• _Brano scelto_:

□ □ □ □ □

Il titolo di questo articolo riprende quello ben più famoso e coraggioso che fece Walter Tobagi il 20 aprile del 1980 sul Corriere della Sera. A differenza di tanti suoi colleghi giornalisti sbeffeggiava i brigatisti, non li raccontava con timore e rispetto. A differenza di tanti suoi colleghi giornalisti (Bocca, ma anche il mitico Sechi) scrisse le cose giuste anche quando le pallottole fischiavano. Fu ucciso per questo articolo. Onore a Tobagi e a tanti come lui che non si fecero pecore in quel mondo orribile di ieri.
Più modestamente, ciò che voglio dire oggi (senza nessun rischio a differenza del passato) è che la morte di Aldo Moro e dei cinque uomini della sua scorta, non è un “caso”, è il nostro 11 settembre. È orribile sentire le ricostruzioni che oggi si fanno. È uno dei rarissimi casi in cui la storia sembra fatta dai vinti e non dai vincitori. O se preferite i vinti, i terroristi, quei vigliacchi delinquenti che uccisero a sangue freddo, non sembrano sconfitti.

□ □ □ □ □

• _Materiale di lavoro_:
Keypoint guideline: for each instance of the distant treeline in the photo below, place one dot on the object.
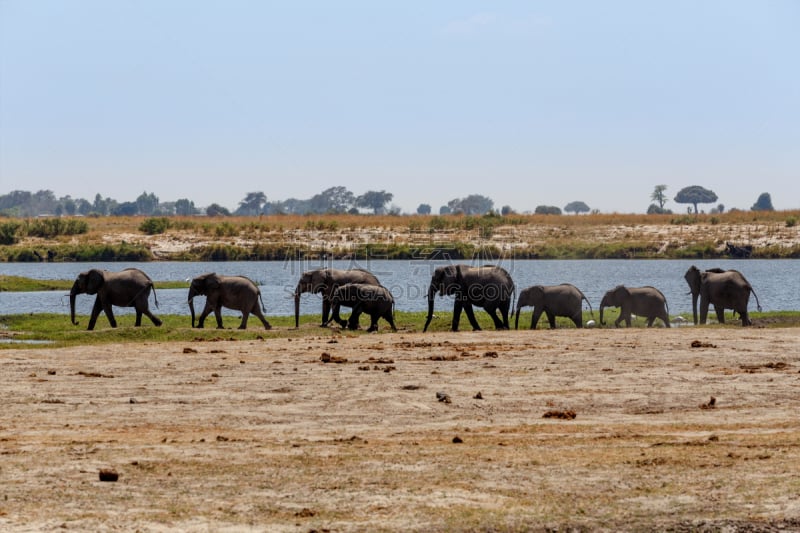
(334, 200)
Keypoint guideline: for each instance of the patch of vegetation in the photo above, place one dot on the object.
(23, 284)
(154, 226)
(47, 228)
(58, 329)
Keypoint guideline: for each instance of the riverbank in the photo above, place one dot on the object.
(768, 234)
(604, 430)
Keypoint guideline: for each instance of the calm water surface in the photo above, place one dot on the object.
(776, 282)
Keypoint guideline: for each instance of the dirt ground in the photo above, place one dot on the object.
(687, 429)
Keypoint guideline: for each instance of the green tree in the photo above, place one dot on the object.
(547, 210)
(576, 207)
(474, 204)
(764, 203)
(146, 204)
(252, 204)
(375, 200)
(216, 210)
(185, 207)
(333, 200)
(695, 194)
(658, 195)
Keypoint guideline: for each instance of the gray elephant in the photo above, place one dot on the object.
(648, 302)
(553, 300)
(129, 288)
(374, 300)
(233, 292)
(324, 281)
(724, 289)
(490, 287)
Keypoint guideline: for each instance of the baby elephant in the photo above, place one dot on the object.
(374, 300)
(648, 302)
(233, 292)
(553, 300)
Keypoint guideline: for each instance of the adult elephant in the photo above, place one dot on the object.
(648, 302)
(490, 287)
(233, 292)
(553, 300)
(724, 289)
(374, 300)
(128, 288)
(324, 281)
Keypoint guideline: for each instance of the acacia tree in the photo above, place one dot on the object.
(252, 204)
(659, 196)
(764, 203)
(576, 207)
(375, 200)
(695, 194)
(474, 204)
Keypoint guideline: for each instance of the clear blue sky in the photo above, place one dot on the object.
(527, 102)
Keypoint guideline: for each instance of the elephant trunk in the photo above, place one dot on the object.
(431, 296)
(603, 304)
(72, 295)
(297, 308)
(192, 294)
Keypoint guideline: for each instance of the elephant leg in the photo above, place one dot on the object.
(257, 312)
(504, 310)
(537, 313)
(471, 316)
(457, 306)
(218, 316)
(745, 318)
(374, 317)
(720, 314)
(153, 318)
(390, 319)
(335, 316)
(352, 323)
(96, 308)
(498, 324)
(326, 311)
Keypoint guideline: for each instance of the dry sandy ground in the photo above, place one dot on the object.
(413, 432)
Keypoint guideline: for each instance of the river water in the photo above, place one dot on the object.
(776, 282)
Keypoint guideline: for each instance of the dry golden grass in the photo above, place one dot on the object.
(262, 435)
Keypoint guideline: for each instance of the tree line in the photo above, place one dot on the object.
(694, 195)
(335, 200)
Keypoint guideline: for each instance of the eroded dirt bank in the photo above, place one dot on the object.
(407, 432)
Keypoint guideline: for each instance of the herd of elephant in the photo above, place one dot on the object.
(488, 287)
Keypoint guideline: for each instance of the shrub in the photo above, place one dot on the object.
(8, 233)
(53, 227)
(154, 226)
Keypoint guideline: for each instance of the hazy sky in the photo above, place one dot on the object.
(527, 102)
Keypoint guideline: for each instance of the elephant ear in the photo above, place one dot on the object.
(94, 280)
(212, 282)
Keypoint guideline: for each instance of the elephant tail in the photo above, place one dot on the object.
(591, 311)
(758, 304)
(155, 298)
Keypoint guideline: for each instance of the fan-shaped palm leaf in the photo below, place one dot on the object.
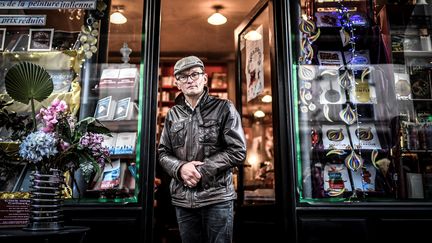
(26, 81)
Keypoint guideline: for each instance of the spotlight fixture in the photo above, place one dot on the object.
(266, 98)
(217, 18)
(117, 17)
(259, 113)
(253, 35)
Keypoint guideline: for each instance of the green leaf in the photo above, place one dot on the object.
(26, 81)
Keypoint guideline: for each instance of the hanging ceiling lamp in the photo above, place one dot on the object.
(117, 17)
(253, 35)
(217, 18)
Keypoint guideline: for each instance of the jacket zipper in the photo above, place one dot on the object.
(188, 149)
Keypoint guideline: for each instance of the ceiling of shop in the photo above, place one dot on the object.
(184, 27)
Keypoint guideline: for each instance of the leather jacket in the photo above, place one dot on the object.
(213, 134)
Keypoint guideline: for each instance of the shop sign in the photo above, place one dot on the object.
(23, 20)
(254, 70)
(48, 4)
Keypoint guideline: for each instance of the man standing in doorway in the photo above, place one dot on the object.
(201, 142)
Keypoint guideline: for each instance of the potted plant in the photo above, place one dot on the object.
(58, 142)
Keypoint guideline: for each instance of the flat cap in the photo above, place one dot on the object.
(186, 63)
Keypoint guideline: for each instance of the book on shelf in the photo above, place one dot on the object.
(61, 80)
(363, 91)
(109, 142)
(120, 143)
(124, 109)
(125, 143)
(109, 78)
(105, 109)
(128, 77)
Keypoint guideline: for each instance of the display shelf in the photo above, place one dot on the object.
(122, 125)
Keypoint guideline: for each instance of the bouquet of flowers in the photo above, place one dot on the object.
(60, 142)
(57, 140)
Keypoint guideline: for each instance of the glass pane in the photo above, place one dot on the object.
(257, 110)
(97, 74)
(364, 102)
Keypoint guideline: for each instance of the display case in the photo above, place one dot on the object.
(73, 41)
(361, 97)
(363, 102)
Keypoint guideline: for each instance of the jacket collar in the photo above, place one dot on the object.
(181, 100)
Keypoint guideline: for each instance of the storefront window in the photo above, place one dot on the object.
(95, 68)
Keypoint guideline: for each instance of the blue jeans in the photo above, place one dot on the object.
(209, 224)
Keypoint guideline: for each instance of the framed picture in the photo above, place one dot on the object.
(219, 80)
(40, 39)
(2, 38)
(123, 109)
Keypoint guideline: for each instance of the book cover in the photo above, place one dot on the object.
(111, 175)
(124, 109)
(105, 109)
(336, 178)
(110, 142)
(364, 136)
(128, 77)
(109, 78)
(125, 143)
(61, 80)
(335, 137)
(364, 178)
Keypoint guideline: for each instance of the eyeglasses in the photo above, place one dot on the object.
(194, 77)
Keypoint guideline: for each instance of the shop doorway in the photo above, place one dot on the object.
(185, 31)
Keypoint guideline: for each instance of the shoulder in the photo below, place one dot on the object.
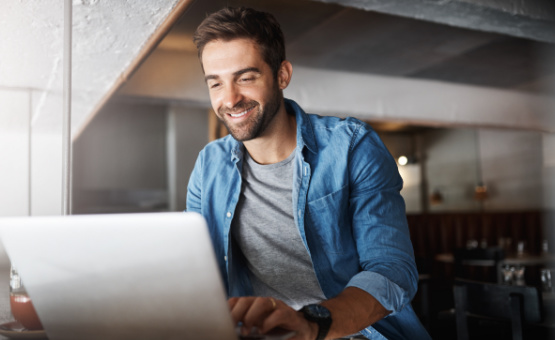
(348, 130)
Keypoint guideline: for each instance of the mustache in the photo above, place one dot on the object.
(239, 107)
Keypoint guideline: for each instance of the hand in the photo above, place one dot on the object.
(267, 313)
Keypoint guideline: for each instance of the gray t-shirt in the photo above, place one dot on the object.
(265, 230)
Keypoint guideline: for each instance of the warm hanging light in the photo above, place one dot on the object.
(480, 192)
(436, 197)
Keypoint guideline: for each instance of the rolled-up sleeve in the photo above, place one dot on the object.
(194, 188)
(379, 224)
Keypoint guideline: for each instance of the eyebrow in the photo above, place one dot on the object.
(235, 74)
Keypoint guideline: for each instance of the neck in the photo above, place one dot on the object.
(277, 143)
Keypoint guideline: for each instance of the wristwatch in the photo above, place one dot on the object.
(321, 316)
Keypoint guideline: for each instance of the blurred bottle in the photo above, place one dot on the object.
(22, 308)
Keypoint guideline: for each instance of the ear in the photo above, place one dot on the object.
(285, 73)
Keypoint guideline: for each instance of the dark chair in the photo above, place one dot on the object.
(486, 259)
(521, 305)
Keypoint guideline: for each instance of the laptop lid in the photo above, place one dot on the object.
(120, 276)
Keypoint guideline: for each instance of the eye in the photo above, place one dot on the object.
(213, 85)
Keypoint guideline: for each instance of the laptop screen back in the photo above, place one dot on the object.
(120, 276)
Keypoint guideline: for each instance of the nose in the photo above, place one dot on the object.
(231, 96)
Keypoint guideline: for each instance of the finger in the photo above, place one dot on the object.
(286, 318)
(240, 308)
(258, 311)
(231, 302)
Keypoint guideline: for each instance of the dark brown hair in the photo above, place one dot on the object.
(231, 23)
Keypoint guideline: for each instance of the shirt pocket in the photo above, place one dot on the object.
(329, 221)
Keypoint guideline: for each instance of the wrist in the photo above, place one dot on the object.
(319, 320)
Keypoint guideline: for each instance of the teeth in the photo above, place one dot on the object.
(240, 114)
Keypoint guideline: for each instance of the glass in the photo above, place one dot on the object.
(21, 305)
(520, 248)
(508, 274)
(471, 244)
(519, 275)
(547, 284)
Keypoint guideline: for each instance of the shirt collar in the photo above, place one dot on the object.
(305, 130)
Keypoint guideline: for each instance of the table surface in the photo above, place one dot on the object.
(525, 259)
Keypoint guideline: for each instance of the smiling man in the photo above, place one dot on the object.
(304, 211)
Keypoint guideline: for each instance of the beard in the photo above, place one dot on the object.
(257, 123)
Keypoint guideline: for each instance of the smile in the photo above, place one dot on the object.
(240, 114)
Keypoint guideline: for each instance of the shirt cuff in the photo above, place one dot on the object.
(389, 295)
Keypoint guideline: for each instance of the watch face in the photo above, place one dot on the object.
(319, 311)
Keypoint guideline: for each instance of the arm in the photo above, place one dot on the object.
(351, 311)
(194, 188)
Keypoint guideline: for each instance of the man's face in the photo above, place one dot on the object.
(244, 93)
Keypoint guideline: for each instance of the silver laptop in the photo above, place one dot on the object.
(121, 276)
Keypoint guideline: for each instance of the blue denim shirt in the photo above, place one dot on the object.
(348, 208)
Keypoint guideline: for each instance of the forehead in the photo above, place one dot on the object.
(220, 57)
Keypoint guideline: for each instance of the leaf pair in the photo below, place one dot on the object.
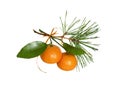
(32, 50)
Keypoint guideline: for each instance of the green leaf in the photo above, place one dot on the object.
(32, 50)
(73, 50)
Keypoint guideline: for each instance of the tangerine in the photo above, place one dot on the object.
(67, 62)
(52, 54)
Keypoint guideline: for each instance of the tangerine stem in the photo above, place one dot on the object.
(39, 66)
(51, 34)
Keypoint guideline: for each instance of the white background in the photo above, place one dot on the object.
(19, 17)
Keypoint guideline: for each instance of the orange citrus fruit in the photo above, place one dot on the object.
(67, 62)
(52, 54)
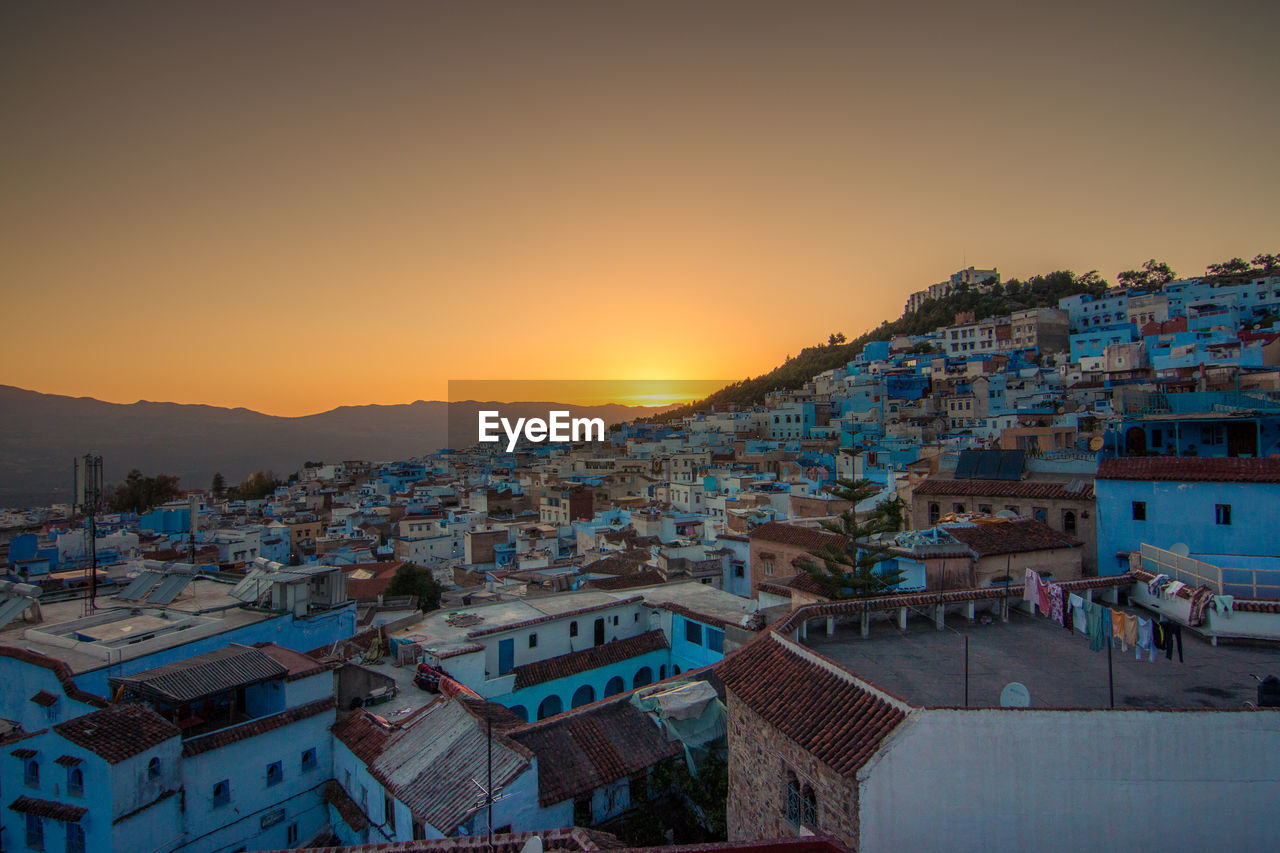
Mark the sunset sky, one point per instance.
(295, 206)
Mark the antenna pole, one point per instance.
(488, 793)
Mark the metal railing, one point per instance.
(1242, 583)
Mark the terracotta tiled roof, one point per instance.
(1002, 488)
(580, 752)
(808, 538)
(344, 806)
(1191, 469)
(362, 734)
(254, 728)
(45, 698)
(1011, 537)
(119, 731)
(60, 670)
(588, 658)
(49, 808)
(824, 710)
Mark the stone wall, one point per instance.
(759, 757)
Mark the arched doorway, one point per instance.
(1136, 442)
(551, 706)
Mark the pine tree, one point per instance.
(851, 569)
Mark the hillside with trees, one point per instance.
(1014, 295)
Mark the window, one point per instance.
(792, 799)
(74, 781)
(74, 838)
(35, 831)
(808, 807)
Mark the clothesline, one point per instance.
(1102, 625)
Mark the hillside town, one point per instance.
(1066, 614)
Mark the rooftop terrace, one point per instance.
(926, 666)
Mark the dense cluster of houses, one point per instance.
(237, 675)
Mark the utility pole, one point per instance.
(87, 496)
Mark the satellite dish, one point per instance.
(1015, 696)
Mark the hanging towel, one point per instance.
(1079, 619)
(1130, 629)
(1201, 600)
(1144, 641)
(1031, 588)
(1055, 603)
(1100, 625)
(1118, 629)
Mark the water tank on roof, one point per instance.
(1269, 692)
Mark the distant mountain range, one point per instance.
(40, 434)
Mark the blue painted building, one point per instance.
(1223, 510)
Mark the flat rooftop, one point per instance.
(63, 633)
(926, 666)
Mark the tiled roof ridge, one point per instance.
(255, 728)
(1214, 469)
(850, 606)
(588, 658)
(539, 620)
(498, 734)
(60, 670)
(841, 673)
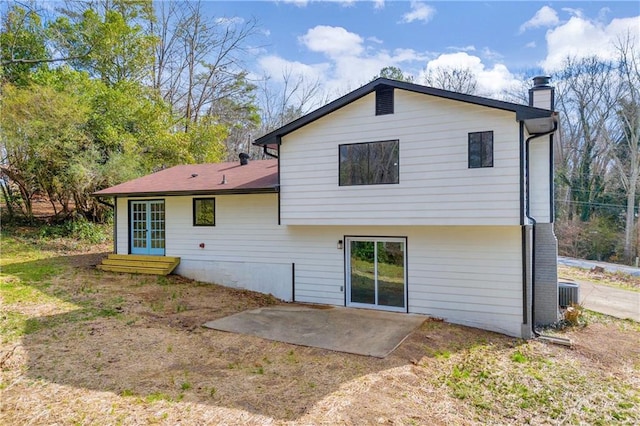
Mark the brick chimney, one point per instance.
(542, 95)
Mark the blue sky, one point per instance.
(343, 44)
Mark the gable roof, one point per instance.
(193, 179)
(523, 112)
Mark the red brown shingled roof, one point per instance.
(256, 176)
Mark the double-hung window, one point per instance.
(204, 212)
(480, 149)
(369, 163)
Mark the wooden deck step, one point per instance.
(139, 264)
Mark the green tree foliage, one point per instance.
(44, 142)
(394, 73)
(110, 44)
(94, 119)
(22, 45)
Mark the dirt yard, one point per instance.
(81, 346)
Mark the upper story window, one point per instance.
(369, 163)
(204, 212)
(480, 149)
(384, 100)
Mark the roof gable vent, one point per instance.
(384, 100)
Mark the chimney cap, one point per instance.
(244, 158)
(541, 81)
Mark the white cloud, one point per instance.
(332, 41)
(349, 60)
(580, 37)
(277, 67)
(545, 17)
(492, 82)
(299, 3)
(469, 48)
(419, 12)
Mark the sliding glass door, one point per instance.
(376, 273)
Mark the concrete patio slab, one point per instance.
(356, 331)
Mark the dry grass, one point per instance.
(80, 346)
(611, 279)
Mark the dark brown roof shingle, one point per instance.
(256, 176)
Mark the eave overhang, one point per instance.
(273, 190)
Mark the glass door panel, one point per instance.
(376, 273)
(147, 227)
(390, 273)
(362, 272)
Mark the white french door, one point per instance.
(146, 219)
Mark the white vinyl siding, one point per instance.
(436, 185)
(464, 274)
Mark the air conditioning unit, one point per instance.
(568, 293)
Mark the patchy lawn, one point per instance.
(81, 346)
(611, 279)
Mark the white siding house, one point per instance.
(396, 196)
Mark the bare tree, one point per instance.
(586, 96)
(462, 80)
(288, 100)
(626, 143)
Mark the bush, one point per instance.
(80, 229)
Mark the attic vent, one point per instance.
(568, 293)
(384, 100)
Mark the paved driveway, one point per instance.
(611, 301)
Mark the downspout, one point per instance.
(115, 219)
(533, 222)
(267, 153)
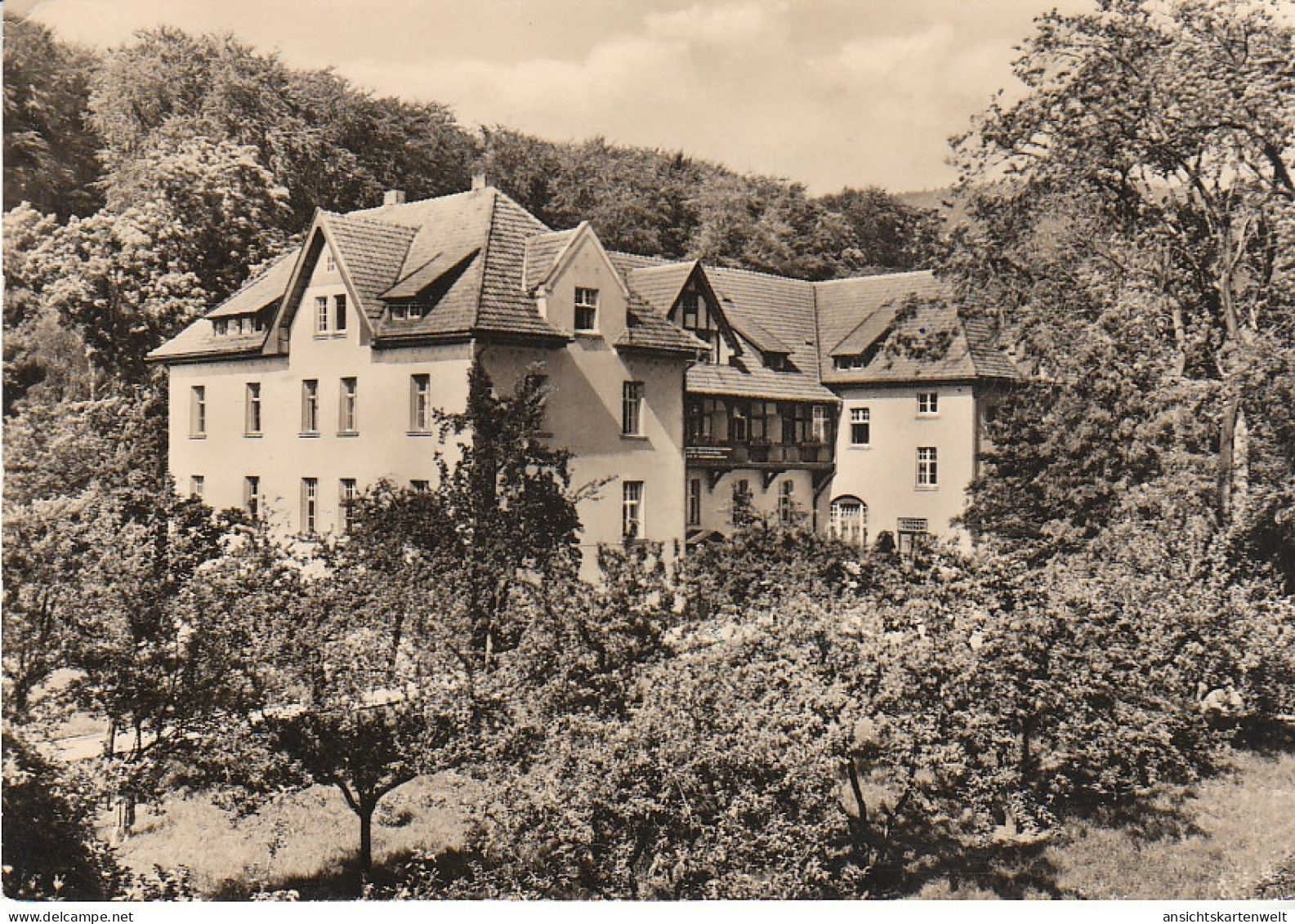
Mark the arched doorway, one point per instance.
(850, 520)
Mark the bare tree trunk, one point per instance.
(365, 813)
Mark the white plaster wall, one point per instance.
(885, 474)
(281, 456)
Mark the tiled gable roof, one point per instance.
(261, 290)
(504, 307)
(761, 338)
(985, 355)
(781, 308)
(258, 292)
(420, 279)
(648, 330)
(869, 332)
(372, 252)
(755, 381)
(542, 254)
(659, 285)
(846, 306)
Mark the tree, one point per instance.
(50, 148)
(1145, 176)
(181, 226)
(328, 144)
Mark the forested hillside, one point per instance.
(777, 715)
(208, 128)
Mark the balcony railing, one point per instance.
(724, 452)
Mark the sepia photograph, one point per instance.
(649, 451)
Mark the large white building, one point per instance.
(854, 404)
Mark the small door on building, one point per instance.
(850, 520)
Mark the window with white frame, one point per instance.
(632, 509)
(347, 398)
(911, 534)
(199, 410)
(860, 427)
(739, 421)
(850, 520)
(788, 502)
(252, 409)
(586, 308)
(927, 475)
(420, 404)
(631, 409)
(820, 427)
(346, 494)
(310, 503)
(310, 405)
(742, 498)
(252, 496)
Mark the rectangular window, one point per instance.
(346, 422)
(310, 405)
(420, 404)
(699, 420)
(927, 472)
(739, 422)
(252, 422)
(199, 410)
(788, 502)
(763, 414)
(310, 503)
(911, 534)
(346, 494)
(632, 509)
(820, 430)
(631, 408)
(741, 500)
(586, 308)
(252, 496)
(860, 426)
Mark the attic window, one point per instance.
(586, 308)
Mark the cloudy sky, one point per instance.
(827, 92)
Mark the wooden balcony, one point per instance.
(755, 454)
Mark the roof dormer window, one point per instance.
(587, 310)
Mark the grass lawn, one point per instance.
(305, 841)
(1221, 839)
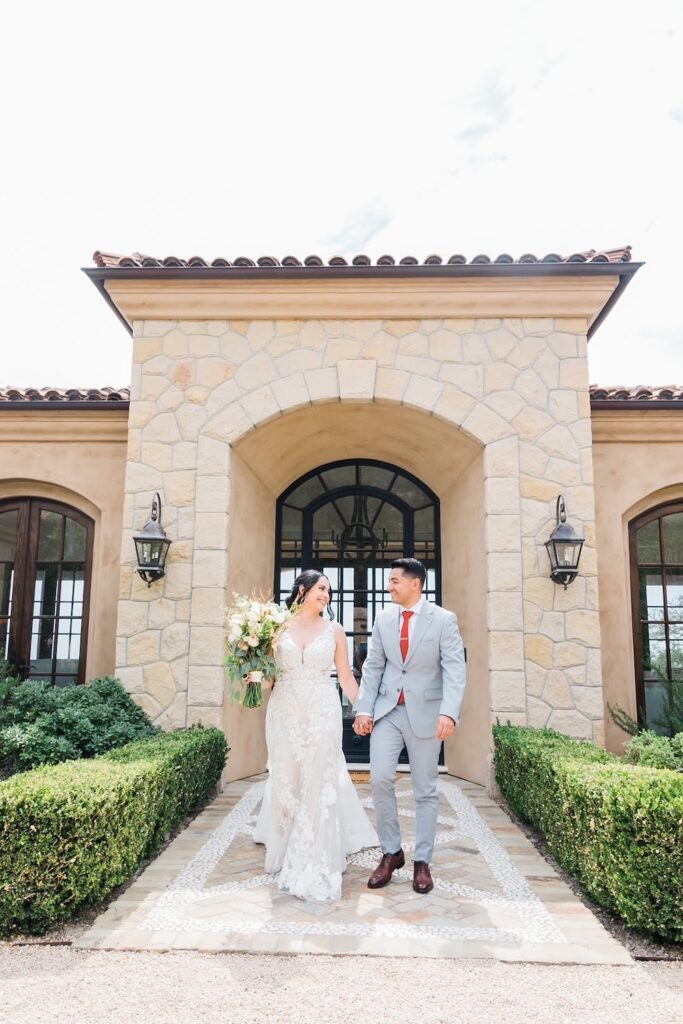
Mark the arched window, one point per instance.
(45, 559)
(656, 581)
(350, 519)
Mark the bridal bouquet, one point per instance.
(253, 627)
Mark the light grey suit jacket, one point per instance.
(432, 676)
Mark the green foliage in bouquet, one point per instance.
(253, 628)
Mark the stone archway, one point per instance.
(270, 457)
(216, 401)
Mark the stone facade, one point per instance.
(517, 389)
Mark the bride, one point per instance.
(310, 817)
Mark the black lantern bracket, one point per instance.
(564, 547)
(152, 546)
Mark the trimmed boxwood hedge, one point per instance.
(615, 827)
(72, 833)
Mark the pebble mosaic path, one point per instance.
(494, 896)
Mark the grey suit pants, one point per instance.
(386, 742)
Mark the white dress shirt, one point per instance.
(416, 609)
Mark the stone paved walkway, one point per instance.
(494, 895)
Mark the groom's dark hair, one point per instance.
(412, 567)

□ □ □ □ □

• _Consegne_:
a: Riproduci integralmente il brano su Walter Tobagi e Aldo Moro.
b: Riscrivi le voci a partire dalla riga che contiene "Mark the attic window, one" e fino alla fine delle voci, sostituendo "one point per instance" con "a single point per instance" e lasciando invariato tutto il resto. Riporta solo queste righe e ometti le immagini.
Il brano e le voci provengono da fonti diverse.

• _Risposte alle consegne_:
a:
Il titolo di questo articolo riprende quello ben più famoso e coraggioso che fece Walter Tobagi il 20 aprile del 1980 sul Corriere della Sera. A differenza di tanti suoi colleghi giornalisti sbeffeggiava i brigatisti, non li raccontava con timore e rispetto. A differenza di tanti suoi colleghi giornalisti (Bocca, ma anche il mitico Sechi) scrisse le cose giuste anche quando le pallottole fischiavano. Fu ucciso per questo articolo. Onore a Tobagi e a tanti come lui che non si fecero pecore in quel mondo orribile di ieri.
Più modestamente, ciò che voglio dire oggi (senza nessun rischio a differenza del passato) è che la morte di Aldo Moro e dei cinque uomini della sua scorta, non è un “caso”, è il nostro 11 settembre. È orribile sentire le ricostruzioni che oggi si fanno. È uno dei rarissimi casi in cui la storia sembra fatta dai vinti e non dai vincitori. O se preferite i vinti, i terroristi, quei vigliacchi delinquenti che uccisero a sangue freddo, non sembrano sconfitti.

b:
Mark the attic window, a single point per instance.
(586, 308)
Mark the cloudy sky, a single point per instance.
(827, 92)
Mark the wooden balcony, a single point per instance.
(755, 454)
Mark the roof dormer window, a single point per instance.
(587, 310)
Mark the grass lawn, a single point per instance.
(305, 841)
(1221, 839)
Mark the arched window, a single point per instance.
(45, 559)
(656, 581)
(350, 519)
Mark the bridal bouquet, a single point per instance.
(253, 627)
Mark the light grey suit jacket, a single point per instance.
(432, 676)
Mark the green foliage in bouquet, a single point per instance.
(253, 628)
Mark the stone archway, a single point per instance.
(270, 457)
(216, 401)
Mark the stone facade, a single point per instance.
(517, 389)
Mark the bride, a single point per instance.
(310, 817)
Mark the black lantern bracket, a single point per instance.
(564, 547)
(152, 546)
Mark the trimmed boxwood hedge, a single point per instance.
(615, 827)
(72, 833)
Mark the pebble mosaic path, a single point per instance.
(494, 896)
Mark the grey suit pants, a single point per instance.
(386, 742)
Mark the white dress shirt, a single point per instance.
(416, 609)
Mark the stone paved walkway, a single point per instance.
(494, 895)
Mark the groom's dark hair, a single point per instance.
(412, 567)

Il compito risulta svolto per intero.